- Data for this task
•••••

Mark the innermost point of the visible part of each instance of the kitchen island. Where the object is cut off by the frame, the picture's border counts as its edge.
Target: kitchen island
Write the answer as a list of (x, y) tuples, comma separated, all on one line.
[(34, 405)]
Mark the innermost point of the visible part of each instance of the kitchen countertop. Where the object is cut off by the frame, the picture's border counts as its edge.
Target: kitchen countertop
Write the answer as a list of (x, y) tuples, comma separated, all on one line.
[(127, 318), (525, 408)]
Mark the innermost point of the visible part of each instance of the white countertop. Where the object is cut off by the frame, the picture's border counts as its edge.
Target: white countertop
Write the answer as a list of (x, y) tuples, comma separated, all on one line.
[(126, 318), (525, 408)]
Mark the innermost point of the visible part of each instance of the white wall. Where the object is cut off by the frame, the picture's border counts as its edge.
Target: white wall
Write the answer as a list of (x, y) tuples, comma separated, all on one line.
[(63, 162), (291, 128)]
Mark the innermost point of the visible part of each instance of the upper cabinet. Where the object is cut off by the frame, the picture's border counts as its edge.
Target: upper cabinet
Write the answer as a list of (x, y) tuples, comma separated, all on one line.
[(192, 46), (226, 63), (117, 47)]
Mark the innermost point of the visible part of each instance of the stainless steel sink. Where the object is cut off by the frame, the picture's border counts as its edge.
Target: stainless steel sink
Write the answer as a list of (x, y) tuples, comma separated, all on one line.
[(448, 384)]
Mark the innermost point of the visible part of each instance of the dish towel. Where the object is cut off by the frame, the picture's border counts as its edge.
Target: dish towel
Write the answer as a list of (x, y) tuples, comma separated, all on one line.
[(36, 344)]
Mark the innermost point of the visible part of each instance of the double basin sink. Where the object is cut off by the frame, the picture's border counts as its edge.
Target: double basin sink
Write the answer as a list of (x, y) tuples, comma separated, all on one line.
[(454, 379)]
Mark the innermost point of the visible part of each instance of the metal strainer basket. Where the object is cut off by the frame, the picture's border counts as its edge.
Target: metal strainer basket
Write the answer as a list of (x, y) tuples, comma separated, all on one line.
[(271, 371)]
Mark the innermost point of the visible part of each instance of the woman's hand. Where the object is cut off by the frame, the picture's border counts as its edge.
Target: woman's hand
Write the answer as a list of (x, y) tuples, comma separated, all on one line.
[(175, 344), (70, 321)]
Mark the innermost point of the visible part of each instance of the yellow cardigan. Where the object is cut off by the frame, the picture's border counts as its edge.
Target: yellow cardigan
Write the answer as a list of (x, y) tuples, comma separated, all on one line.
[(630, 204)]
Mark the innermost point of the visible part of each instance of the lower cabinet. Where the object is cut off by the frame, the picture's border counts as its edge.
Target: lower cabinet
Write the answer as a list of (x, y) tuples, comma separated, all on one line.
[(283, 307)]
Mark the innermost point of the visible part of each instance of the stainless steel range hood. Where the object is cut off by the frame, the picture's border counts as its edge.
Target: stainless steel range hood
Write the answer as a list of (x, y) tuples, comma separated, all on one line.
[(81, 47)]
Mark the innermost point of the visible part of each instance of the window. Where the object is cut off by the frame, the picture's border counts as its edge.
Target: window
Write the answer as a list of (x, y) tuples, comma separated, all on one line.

•••••

- Activity
What you give back must be the stretch above, starting at the line with "of the woman's" and ending at the line with "of the yellow", copied exactly.

- Exercise output
Mark the innermost point of the visible part of each instance of the woman's hand. Where the object is cut off by the frame, the picture's border counts as its edge.
Target: woman's hand
Write the answer as a list of (x, y) tuples, comma separated, all on one line.
[(175, 344), (70, 321)]
Mark the innermost point of the visible part of each instance of the yellow cardigan. Where the object is cut off by the frame, the picture's border counts as its edge.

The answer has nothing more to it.